### Directions:
Copy the material below word for word, starting at the line containing "Could you kindly annotate the reflection" and continuing through the final line of the material.

### Material provided:
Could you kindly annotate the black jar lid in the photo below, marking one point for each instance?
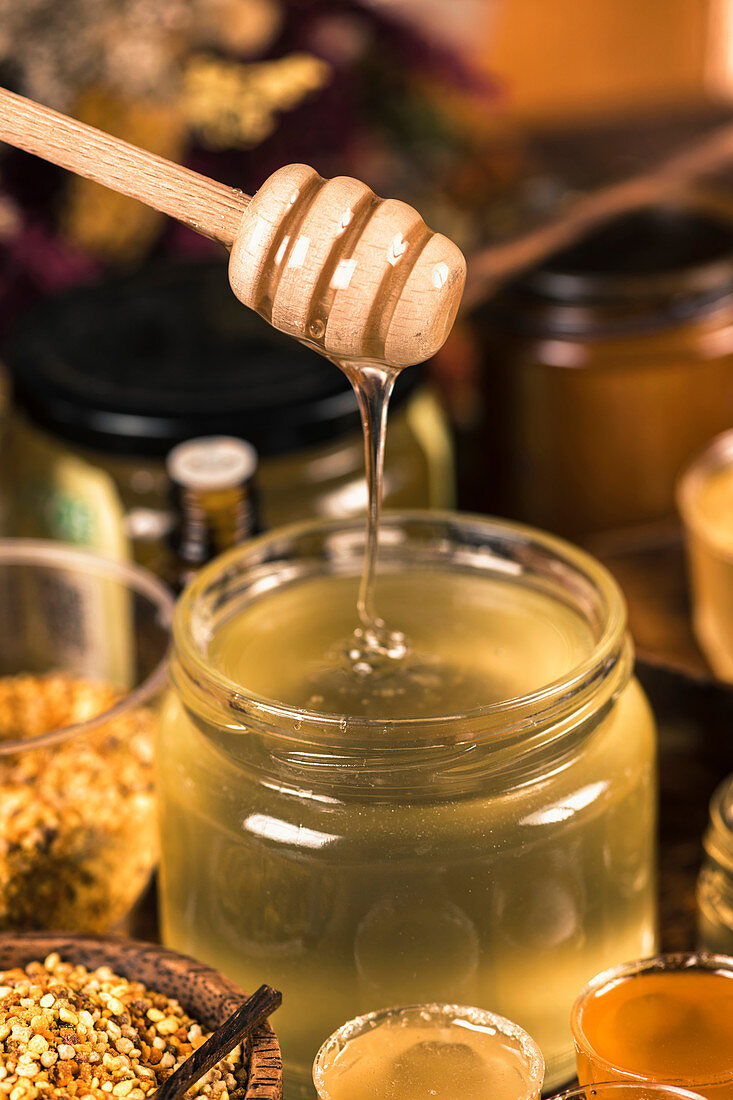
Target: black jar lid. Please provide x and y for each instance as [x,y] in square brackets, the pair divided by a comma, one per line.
[645,270]
[137,365]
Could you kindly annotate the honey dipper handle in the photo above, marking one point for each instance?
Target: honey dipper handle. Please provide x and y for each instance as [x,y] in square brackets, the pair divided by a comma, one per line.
[208,207]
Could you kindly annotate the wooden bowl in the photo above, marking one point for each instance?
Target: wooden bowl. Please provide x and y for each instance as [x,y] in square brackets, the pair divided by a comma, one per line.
[205,993]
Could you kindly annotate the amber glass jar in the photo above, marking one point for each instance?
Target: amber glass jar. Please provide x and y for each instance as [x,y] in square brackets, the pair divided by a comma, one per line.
[108,378]
[605,370]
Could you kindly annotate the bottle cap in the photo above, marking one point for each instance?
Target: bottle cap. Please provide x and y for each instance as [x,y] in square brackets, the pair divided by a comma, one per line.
[211,462]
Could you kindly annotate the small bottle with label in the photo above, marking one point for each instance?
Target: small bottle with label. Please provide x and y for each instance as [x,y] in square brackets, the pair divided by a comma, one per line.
[214,502]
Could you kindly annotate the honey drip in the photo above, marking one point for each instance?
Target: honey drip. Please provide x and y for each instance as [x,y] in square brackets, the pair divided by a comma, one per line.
[373,642]
[373,646]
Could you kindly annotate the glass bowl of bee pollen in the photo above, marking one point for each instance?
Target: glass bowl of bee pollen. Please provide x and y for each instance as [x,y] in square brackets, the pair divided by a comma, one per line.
[81,672]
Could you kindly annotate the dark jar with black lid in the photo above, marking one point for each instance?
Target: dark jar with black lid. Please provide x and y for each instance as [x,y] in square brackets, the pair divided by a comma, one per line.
[606,369]
[108,378]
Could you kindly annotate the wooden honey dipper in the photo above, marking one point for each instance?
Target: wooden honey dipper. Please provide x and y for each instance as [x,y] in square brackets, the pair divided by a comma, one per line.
[325,261]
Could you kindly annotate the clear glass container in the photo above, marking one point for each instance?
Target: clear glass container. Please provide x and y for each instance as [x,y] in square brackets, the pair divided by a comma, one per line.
[81,673]
[666,1020]
[706,504]
[496,857]
[417,1051]
[715,880]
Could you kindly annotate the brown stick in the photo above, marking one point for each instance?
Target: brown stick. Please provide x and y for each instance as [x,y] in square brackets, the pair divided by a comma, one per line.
[495,264]
[208,207]
[225,1038]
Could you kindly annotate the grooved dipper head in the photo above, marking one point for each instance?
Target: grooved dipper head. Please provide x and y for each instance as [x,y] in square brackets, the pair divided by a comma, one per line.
[359,277]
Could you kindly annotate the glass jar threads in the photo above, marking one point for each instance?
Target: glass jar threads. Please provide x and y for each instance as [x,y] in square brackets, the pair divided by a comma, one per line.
[498,856]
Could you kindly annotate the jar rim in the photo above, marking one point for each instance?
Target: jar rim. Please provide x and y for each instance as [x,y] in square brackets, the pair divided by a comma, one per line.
[571,691]
[657,964]
[52,554]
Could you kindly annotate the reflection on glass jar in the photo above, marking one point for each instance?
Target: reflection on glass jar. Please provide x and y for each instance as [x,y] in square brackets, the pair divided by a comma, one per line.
[606,369]
[715,881]
[706,504]
[362,860]
[108,378]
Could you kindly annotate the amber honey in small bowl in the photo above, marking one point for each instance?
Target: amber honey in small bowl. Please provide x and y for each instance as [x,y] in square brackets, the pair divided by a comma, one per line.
[666,1020]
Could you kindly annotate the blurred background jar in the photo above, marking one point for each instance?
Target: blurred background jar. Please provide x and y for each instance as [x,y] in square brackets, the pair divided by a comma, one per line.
[706,505]
[605,369]
[108,378]
[715,881]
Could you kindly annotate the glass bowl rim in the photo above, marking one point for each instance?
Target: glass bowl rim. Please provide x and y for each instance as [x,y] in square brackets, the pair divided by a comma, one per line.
[663,1088]
[51,554]
[670,960]
[370,1020]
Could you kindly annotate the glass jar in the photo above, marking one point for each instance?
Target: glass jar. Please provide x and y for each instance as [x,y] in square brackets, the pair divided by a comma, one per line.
[498,857]
[706,504]
[108,378]
[81,673]
[625,338]
[715,881]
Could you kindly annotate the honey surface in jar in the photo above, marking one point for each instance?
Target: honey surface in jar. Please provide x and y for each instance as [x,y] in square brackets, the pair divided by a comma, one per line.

### Written response:
Could you kindly annotate the reflection on glass jar in the photo above, marking one point for each instance?
Target: reflection on glass jar. Please provide x and y for each instance as [x,y] in square brackets, the pair divided by a comma, one per line.
[606,369]
[715,881]
[706,504]
[362,860]
[108,378]
Could you kindly annotate the amber honey in small bowl in the photo above, marking one point for each instance?
Target: amber honey in small bowl. Please provide x and y for each instance as [x,y] in square brackets, the pair divided by a comma, one per line.
[666,1020]
Could you kindly annotate the blurred background jar in the photo above, marking one point for each instance?
Target: blurred background jar. Please provide x and y for each instance as [x,y] in square brackets, the pair divided by a comma, one per line.
[706,505]
[605,369]
[108,378]
[715,881]
Could you kindly annotate the glass bowl rim in the photo above, marking one point for each instance?
Target: glass bowl rim. Please provide x and y for each instance as [x,y] in square brackets, the pair divided by a comma, one per line.
[663,1088]
[51,554]
[670,960]
[370,1020]
Could you kindly annotate the glass jar in the photo above, marking one point for each instance?
Target: glass jar. Please provide x and y for each instance as [x,y] in square brackets, the pair divided by a comma, one per line.
[498,857]
[706,504]
[108,378]
[81,673]
[625,338]
[715,881]
Could you kindly annotate the honey surface in jar in the photo above, marking one point for each instance?
Target: honey surface in jar. Please provide x and y for each instance as [x,y] in square brackets, the pair divided by a comma, one per line.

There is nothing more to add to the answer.